• [Document excerpt]

Damaging our children
Abuse isn’t the only way to harm a child – neglect can be as destructive.
In Cape Town, the parents of an 8-year-old girl who was found drunk far away from home, were arrested a few months ago. A toddler aged 18 months drowned in a 20-litre bucket of water while playing unattended outside her home. In St Francis Bay, we hear of a boy of 8 being murdered in the township, apparently by two friends, aged 12 and 14. We've heard serious high-level debate about whether to allow maternity leave for pregnant school-girls. And we read of girls of 11 and 12 who are pregnant.

Neglect just as harmful

Media and society tend to rally around in defence of children when cases of abuse emerge. Without minimising the awfulness of physical and sexual abuse, we must not ignore the damage done by parental and family neglect.

Children can be damaged by being overlooked by parents and adults who pay no attention to what they‘re doing. Or who only pay attention to the child when it gets into trouble. In such situations, children learn no positive community and personal values, and indeed may only feel important when they create a crisis.

Deprivation of a childhood

They are being deprived of a childhood. This is an important time for our social and mental health. It isn't just a blank period of marking time, waiting to grow up. It’s a factory, not a waiting room. There are vitally important skills and attitudes to develop and practice, as well as the duty to have wholesome fun.

Increasingly, we see adults, who are very busy being childish late into their 30s or beyond, in part because they didn't play and enjoy the irresponsibilities of childhood when they were actually children.

• [Region pointing records]
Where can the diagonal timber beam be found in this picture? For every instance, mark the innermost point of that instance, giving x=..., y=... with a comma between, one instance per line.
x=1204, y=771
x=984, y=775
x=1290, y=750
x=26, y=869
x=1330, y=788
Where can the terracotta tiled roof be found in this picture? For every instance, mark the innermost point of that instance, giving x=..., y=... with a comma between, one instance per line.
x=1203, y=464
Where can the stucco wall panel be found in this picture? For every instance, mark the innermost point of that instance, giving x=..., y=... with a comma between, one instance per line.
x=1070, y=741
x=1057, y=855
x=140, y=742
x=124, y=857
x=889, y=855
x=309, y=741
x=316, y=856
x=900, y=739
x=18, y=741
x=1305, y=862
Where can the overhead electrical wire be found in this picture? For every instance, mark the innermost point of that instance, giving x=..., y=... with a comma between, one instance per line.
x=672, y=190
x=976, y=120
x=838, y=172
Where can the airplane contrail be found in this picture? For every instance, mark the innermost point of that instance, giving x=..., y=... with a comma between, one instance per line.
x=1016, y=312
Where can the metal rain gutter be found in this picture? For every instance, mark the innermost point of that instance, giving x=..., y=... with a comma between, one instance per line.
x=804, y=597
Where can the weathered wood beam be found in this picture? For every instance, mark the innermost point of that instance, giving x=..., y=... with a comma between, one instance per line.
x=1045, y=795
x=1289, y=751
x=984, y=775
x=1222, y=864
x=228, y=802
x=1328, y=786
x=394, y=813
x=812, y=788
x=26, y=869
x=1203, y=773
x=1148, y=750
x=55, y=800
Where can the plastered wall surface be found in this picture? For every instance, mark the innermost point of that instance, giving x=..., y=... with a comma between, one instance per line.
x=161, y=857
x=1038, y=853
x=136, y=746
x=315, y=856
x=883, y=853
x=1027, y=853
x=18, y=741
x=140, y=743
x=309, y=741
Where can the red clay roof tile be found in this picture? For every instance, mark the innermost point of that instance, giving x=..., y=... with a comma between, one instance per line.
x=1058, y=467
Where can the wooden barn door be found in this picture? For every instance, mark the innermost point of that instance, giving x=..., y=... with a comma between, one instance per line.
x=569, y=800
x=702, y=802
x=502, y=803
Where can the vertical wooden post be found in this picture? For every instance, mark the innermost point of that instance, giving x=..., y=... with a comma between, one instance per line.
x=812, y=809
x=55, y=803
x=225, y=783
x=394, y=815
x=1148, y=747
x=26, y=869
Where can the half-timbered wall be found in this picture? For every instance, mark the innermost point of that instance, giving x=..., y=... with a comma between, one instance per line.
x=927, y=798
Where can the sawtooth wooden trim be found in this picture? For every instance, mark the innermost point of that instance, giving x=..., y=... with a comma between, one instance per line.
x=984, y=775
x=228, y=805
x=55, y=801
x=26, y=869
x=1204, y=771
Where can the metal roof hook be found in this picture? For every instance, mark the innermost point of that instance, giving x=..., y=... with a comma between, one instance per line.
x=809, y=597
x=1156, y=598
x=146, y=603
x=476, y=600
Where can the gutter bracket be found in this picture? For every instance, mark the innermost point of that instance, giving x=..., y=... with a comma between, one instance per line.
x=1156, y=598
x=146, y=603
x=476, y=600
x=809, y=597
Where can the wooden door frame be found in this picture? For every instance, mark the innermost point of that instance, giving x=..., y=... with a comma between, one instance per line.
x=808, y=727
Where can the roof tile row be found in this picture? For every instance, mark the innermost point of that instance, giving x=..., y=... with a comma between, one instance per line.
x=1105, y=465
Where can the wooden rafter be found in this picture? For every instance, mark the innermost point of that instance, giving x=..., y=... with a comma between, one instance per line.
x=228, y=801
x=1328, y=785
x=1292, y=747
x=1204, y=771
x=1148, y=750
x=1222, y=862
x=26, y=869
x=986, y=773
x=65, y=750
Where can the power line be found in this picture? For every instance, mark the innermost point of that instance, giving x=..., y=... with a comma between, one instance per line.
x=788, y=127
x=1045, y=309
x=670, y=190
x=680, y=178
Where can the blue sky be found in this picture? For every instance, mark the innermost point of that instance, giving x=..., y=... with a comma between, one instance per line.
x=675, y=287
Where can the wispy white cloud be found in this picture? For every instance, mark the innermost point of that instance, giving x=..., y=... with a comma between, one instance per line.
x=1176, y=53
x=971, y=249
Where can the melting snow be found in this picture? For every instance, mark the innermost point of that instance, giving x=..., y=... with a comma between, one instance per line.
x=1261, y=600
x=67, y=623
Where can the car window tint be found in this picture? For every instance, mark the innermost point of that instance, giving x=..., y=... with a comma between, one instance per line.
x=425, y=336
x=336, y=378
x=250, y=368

• [Task requirements]
[A] Reproduce the passage of the article on child neglect from "They are being" up to and including "have wholesome fun.".
[B] Answer these questions using the article on child neglect:
(i) How many liters of water were in the bucket in which the 18-month-old toddler drowned?
(ii) According to the article, childhood is a factory rather than what?
(iii) Until what point in life are some adults said to be busy being childish?
These records have no connection to the text about child neglect.

• [Completed exercise]
[A]
They are being deprived of a childhood. This is an important time for our social and mental health. It isn't just a blank period of marking time, waiting to grow up. It’s a factory, not a waiting room. There are vitally important skills and attitudes to develop and practice, as well as the duty to have wholesome fun.

[B]
(i) 20 liters.
(ii) A waiting room.
(iii) Late into their 30s or beyond.